TEXTO DADO –
..............................

Una pregunta que me hace mi esposa, escandalizada por nuestra manera de referirnos a este tema, es «¿Y si tu hijo o hija es homosexual? ¿No crees que va a crecer traumatizado por tus comentarios?» Yo escapo de sus ataques respondiéndole que no tiene que tomar nuestras conversaciones en serio, que a los peruanos (como resultado de taras enfermizas) nos encanta ese tipo de juegos estúpidos. Repito una y otra vez que no soy homofóbico, que respeto a los homosexuales, que conozco a algunos bastante bien y que no me escandaliza ni siquiera el enterarme de los detalles de su vida sexual. Lo cierto es que en Nueva York, donde siempre ha reinado el individualismo, la homosexualidad es una de las tantas marcas que ayudan a posicionar al individuo en la ciudad. Si ha superado los complejos inculcados por la familia o por la fe machacada desde la niñez, un gay puede ser muy feliz en New York City.
Una de mis primeras noches de fin de semana en Manhattan, caminando frente a los ventanales de un bar en el Village, reconocí tras los vidrios a una pareja de hombres besándose apasionadamente. Fue una imagen chocante. Meses después, acompañé a una amiga hasta la casa de un elegante milanés que compartía su departamento con un mesero argentino bastante velludo y de modales afeminados. Recuerdo una sensación muy incómoda cuando el italiano nos enseñaba su departamento y nos indicaba el único dormitorio con la única cama; y –después de cocinarnos unos spaghettis deliciosos– cuando se despidió de mí, a la italiana, con un beso en la mejilla. Años después he estado en alguna reunión donde yo era el único hombre straight; y he presenciado flirteos entre mis amigos gays, he aceptado sus bromas, y también sus inquisiciones sobre mi heterosexualidad. Inclusive he participado, como oyente, de sus divertidas peripecias amorosas; sus «choques y fugas» con parejas pasajeras; y me he reído de buena gana escuchando sus aventuras.

..............................

TU TAREA –
Reescribe el pasaje del texto dado que va desde «Una pregunta que» hasta «New York City.», ambos incluidos, intercambiando «esposa» por «pareja». No es necesario consultar los registros.

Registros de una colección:
..............................

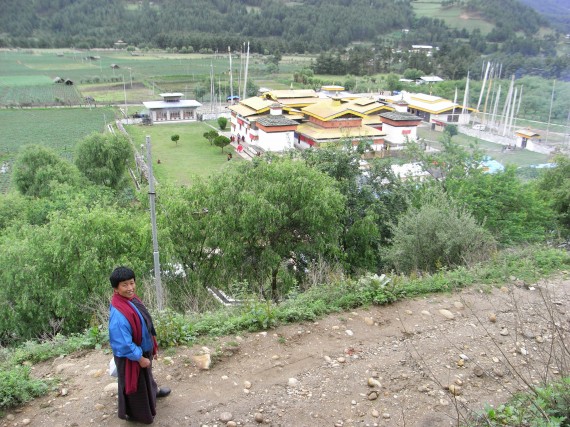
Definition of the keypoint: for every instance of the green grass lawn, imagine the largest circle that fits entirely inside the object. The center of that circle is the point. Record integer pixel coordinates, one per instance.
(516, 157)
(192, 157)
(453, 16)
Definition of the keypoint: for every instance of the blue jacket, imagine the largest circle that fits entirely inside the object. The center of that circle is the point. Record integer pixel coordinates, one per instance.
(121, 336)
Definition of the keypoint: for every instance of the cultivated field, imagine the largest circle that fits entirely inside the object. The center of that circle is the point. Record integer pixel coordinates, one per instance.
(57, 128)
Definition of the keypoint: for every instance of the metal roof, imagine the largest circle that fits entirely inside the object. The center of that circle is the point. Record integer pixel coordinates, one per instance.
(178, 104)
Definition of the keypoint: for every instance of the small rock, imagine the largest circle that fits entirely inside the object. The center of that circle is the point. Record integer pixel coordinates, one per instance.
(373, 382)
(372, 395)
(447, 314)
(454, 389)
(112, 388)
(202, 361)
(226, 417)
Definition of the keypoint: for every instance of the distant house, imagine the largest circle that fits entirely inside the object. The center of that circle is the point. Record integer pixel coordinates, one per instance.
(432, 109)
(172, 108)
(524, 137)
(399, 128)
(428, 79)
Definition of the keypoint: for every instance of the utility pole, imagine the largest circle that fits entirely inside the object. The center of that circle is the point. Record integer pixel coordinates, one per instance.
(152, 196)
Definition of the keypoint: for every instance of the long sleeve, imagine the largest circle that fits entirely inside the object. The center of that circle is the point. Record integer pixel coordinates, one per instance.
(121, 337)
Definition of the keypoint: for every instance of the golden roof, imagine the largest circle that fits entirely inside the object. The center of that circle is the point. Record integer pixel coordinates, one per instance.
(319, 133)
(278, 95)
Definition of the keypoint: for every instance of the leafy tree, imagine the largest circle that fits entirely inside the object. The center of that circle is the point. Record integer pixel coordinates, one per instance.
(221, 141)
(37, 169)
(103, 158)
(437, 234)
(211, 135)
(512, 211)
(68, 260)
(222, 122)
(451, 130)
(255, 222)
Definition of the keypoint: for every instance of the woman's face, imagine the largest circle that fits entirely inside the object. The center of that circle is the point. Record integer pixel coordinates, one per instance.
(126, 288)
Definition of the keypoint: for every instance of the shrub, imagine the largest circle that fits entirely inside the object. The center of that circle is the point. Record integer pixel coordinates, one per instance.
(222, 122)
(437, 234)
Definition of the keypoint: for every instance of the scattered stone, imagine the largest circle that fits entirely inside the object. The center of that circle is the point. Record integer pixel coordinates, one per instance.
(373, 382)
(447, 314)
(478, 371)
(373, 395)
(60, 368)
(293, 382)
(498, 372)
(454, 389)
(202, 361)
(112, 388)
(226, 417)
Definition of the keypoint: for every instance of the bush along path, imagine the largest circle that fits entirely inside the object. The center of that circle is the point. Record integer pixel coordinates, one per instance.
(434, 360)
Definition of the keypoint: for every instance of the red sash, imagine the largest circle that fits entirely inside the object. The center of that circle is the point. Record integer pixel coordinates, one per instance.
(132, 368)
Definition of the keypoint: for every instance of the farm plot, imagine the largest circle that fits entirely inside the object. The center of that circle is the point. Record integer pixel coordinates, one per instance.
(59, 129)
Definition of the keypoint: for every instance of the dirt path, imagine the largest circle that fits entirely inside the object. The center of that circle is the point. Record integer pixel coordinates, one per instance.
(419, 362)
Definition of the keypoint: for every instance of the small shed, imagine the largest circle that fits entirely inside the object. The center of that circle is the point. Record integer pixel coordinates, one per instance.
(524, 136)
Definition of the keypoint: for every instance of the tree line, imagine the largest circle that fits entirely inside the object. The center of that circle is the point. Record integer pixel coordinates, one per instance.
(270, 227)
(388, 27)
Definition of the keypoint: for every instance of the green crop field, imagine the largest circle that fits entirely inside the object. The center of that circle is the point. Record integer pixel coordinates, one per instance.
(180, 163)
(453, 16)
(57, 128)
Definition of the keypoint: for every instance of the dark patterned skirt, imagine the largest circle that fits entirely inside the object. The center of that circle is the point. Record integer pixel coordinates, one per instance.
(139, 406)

..............................

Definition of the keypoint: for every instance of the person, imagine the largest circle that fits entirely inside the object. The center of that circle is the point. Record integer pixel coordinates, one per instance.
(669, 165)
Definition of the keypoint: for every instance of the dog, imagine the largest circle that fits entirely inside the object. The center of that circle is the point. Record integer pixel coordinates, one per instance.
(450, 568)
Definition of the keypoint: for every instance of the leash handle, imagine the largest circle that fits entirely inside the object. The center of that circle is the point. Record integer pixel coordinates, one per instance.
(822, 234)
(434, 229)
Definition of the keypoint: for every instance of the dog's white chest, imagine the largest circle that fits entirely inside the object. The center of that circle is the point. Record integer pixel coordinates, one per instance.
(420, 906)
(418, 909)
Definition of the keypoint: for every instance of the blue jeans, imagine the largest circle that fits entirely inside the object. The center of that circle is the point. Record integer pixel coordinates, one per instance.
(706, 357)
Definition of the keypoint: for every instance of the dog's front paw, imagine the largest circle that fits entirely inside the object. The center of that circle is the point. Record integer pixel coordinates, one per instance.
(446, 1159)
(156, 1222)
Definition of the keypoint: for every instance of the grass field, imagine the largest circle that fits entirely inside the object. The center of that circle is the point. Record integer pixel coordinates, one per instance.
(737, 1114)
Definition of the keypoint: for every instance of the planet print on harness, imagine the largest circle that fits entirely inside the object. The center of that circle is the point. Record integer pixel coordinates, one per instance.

..............................

RESPUESTA DEL EJERCICIO –
Una pregunta que me hace mi pareja, escandalizada por nuestra manera de referirnos a este tema, es «¿Y si tu hijo o hija es homosexual? ¿No crees que va a crecer traumatizado por tus comentarios?» Yo escapo de sus ataques respondiéndole que no tiene que tomar nuestras conversaciones en serio, que a los peruanos (como resultado de taras enfermizas) nos encanta ese tipo de juegos estúpidos. Repito una y otra vez que no soy homofóbico, que respeto a los homosexuales, que conozco a algunos bastante bien y que no me escandaliza ni siquiera el enterarme de los detalles de su vida sexual. Lo cierto es que en Nueva York, donde siempre ha reinado el individualismo, la homosexualidad es una de las tantas marcas que ayudan a posicionar al individuo en la ciudad. Si ha superado los complejos inculcados por la familia o por la fe machacada desde la niñez, un gay puede ser muy feliz en New York City.